§ **TEXTE À LIRE**
● ● ●
26 janvier 2006

L’Amérique est une ville.


Le long des autoroutes, nous nous côtoyons. Au gré du vent, notre communauté est disséminée dans la vaste ville de l’Amérique. Nous faisons connaissance pour la première fois devant un pâle café au restaurant ou au puits de ravitaillement, en attendant chez un client ou au terminal quand l’un arrive et que l’autre part. Le destin crée les prochaines rencontres. Ou pas. Parfois un mois plus tard, parfois trois ans, parfois jamais. Toutes ces connaissances nous rassurent. L’Amérique se transforme en une ville. Nous la cantonnons. Ses routes nous deviennent aussi familières que notre quartier. Comme des habitués, nous en sillonnons les rues, les commerces et les cafés que nous connaissons par cœur. C’est l’apanage des camionneurs.
● ● ●
§ **ENREGISTREMENTS**
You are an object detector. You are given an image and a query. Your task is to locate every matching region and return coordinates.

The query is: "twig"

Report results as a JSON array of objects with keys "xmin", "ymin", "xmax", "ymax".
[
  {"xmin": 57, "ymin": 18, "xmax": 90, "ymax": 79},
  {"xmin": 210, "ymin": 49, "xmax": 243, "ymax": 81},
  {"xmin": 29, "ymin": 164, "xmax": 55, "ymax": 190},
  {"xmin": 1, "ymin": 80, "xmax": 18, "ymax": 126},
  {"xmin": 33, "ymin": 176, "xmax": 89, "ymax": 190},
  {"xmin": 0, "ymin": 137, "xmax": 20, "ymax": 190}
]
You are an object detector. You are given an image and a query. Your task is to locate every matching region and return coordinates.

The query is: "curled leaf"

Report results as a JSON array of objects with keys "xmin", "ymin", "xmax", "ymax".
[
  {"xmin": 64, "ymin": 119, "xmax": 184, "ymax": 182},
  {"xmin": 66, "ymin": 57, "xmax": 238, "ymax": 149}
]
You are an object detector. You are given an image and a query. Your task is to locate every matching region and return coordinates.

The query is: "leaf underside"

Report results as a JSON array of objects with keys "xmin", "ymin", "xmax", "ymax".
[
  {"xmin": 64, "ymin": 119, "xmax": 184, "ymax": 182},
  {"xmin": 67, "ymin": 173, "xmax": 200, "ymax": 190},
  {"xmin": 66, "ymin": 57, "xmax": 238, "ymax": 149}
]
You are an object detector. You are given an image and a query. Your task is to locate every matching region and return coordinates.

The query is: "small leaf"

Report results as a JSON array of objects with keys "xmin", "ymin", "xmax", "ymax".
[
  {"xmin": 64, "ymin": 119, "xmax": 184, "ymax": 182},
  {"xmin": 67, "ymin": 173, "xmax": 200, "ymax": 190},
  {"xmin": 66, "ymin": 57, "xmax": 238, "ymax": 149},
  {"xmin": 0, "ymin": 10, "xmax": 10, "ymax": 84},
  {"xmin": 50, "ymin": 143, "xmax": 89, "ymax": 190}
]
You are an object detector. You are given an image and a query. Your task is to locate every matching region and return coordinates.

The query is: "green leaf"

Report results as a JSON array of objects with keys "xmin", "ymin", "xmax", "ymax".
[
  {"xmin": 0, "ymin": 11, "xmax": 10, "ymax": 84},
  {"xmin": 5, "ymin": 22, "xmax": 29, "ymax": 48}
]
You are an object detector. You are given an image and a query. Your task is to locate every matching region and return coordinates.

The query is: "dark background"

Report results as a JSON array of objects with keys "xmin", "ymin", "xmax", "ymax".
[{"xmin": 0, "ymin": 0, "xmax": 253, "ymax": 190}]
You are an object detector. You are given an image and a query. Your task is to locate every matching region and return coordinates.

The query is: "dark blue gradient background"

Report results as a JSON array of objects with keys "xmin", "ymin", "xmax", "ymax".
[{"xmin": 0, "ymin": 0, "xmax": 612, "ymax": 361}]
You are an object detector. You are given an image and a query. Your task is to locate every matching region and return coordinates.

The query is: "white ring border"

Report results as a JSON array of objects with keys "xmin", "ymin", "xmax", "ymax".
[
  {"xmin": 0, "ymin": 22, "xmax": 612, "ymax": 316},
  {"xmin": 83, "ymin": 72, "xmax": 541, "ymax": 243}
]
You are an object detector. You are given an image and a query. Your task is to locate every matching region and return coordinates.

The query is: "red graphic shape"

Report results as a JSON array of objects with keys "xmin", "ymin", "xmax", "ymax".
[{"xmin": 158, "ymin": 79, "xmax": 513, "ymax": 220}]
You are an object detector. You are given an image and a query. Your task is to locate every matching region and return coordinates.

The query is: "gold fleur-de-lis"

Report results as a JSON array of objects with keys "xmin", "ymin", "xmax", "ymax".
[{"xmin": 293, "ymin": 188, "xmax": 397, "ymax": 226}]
● ● ●
§ **CONSIGNE**
Reprenez le texte sur l'Amérique vue par les camionneurs et prolongez-le à la suite de sa dernière phrase. Les enregistrements forment un matériau indépendant du texte.

§ **RÉSULTAT ATTENDU**
À des milliers de kilomètres de notre port d’attache, nous sommes contents de nous croiser, comme si l’on se rencontrait à la boulangerie du quartier ou au supermarché. On se serre la main, on se tape sur l’épaule, on se fait une blague. Nous partageons nos nouvelles, nous alimentons les rumeurs qui se répandent comme la grippe dans toute l’Amérique.

La communauté est restreinte, mais dans chaque courbe, sur notre chemin, nous trouvons une connaissance.

À Dallas au Texas, en ligne pour le ravitaillement, Gaston se plaint, pour la forme, d’avoir attendu deux jours à Laredo à 22oC au mois de janvier, mais son sourire respire la sérénité.

À Texarkana en Arkansas, le temps d’un café, André me raconte ses déboires de la semaine, se plaignant qu’il ne roule pas assez, mais son langage corporel transpire la fierté de faire son métier.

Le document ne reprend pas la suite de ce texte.